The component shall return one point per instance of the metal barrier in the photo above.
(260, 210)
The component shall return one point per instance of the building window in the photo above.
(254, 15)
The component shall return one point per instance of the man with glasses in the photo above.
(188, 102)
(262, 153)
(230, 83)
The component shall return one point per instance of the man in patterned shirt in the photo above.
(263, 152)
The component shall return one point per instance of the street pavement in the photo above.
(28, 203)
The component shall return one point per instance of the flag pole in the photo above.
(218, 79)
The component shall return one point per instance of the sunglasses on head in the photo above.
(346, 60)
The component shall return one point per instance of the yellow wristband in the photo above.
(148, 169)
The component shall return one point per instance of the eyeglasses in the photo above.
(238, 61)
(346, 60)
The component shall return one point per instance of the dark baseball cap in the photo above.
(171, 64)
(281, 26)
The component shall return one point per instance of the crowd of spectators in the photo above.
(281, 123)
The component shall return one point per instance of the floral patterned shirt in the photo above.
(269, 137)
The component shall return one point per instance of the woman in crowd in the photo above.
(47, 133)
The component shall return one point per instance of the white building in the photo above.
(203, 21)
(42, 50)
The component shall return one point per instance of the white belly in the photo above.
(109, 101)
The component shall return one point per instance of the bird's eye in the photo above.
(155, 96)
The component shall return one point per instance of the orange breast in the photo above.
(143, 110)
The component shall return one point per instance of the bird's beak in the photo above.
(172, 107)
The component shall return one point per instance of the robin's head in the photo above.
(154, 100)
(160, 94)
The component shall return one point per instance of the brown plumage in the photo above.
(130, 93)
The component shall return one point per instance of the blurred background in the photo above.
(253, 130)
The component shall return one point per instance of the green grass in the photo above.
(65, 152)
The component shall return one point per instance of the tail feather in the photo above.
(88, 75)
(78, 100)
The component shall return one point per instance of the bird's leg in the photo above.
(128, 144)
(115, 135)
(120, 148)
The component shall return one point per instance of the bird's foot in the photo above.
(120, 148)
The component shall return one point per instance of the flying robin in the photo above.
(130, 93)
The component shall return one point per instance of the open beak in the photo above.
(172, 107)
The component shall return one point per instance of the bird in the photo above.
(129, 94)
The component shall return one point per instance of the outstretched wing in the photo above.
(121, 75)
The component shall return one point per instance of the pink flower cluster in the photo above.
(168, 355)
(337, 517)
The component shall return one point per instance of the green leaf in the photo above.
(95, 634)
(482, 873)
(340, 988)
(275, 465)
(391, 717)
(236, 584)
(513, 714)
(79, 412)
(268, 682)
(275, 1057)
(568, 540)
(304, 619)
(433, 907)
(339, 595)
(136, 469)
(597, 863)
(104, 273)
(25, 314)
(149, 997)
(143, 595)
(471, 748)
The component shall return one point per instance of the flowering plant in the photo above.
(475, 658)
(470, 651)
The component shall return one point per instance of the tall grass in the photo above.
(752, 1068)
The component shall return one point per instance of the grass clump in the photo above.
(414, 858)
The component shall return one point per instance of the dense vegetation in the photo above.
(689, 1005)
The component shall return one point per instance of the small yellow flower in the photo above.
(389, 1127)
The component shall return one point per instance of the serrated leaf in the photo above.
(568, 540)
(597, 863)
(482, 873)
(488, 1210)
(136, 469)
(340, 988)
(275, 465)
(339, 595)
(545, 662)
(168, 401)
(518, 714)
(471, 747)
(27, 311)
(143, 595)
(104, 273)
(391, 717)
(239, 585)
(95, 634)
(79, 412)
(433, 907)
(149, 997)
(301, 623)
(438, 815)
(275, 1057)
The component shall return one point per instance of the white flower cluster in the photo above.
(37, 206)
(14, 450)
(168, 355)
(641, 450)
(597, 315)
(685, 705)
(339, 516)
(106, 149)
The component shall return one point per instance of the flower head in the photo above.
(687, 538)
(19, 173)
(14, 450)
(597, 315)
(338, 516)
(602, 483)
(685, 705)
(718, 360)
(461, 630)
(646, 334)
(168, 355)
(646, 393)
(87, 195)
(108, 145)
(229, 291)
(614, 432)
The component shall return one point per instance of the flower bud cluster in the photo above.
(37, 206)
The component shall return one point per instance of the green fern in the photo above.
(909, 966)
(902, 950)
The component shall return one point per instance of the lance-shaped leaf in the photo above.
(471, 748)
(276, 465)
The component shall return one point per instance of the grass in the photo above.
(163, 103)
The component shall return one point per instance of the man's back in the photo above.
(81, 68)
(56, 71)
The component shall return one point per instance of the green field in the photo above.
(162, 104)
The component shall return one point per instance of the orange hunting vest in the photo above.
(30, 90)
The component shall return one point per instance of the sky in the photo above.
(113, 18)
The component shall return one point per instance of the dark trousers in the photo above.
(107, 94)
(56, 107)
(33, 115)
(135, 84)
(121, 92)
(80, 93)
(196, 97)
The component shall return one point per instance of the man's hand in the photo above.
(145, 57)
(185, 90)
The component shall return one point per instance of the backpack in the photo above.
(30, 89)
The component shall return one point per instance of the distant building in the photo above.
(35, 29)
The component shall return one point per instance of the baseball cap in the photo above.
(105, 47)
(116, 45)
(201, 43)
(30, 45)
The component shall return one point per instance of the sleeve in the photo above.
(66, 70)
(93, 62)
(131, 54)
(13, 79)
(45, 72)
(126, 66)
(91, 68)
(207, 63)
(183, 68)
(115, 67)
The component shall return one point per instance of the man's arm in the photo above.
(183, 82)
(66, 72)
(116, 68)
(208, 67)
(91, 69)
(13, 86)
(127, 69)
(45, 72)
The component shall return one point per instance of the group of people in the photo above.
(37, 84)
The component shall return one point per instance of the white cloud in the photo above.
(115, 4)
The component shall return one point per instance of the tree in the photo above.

> Activity:
Nothing but the lines from the one containing "The component shall return one point per instance of the sky" through the last line of the material should be returned, each exactly as written, both ends included.

> Response to the exercise:
The component shall return one point per instance of the sky in the photo above.
(113, 18)
The component shall return one point per instance of the dark trousers in the photo above.
(107, 94)
(56, 107)
(33, 115)
(135, 84)
(121, 92)
(80, 93)
(196, 97)
The component shall return one point per instance of the man's hand in the photo above.
(145, 57)
(185, 90)
The component shall return one point per instance of the backpack in the photo above.
(30, 89)
The component shall return one point per instance of the distant building in the photo above.
(35, 29)
The component shall return one point per instance of the baseball cap in the photo above.
(105, 47)
(116, 45)
(201, 43)
(30, 45)
The component shall return one point per instance of the sleeve in the photo above.
(66, 70)
(93, 62)
(131, 54)
(13, 79)
(45, 72)
(126, 66)
(91, 68)
(207, 63)
(183, 68)
(115, 67)
The component shall return one point per instance of the man's arm in the photo above.
(183, 82)
(66, 72)
(116, 68)
(208, 67)
(91, 69)
(13, 86)
(127, 69)
(45, 72)
The component shall return one point per instance of the group of people in the photo above.
(37, 84)
The component shall return one point per instance of the white cloud in the photo above.
(115, 4)
The component shall return one point per instance of the tree in the photo above.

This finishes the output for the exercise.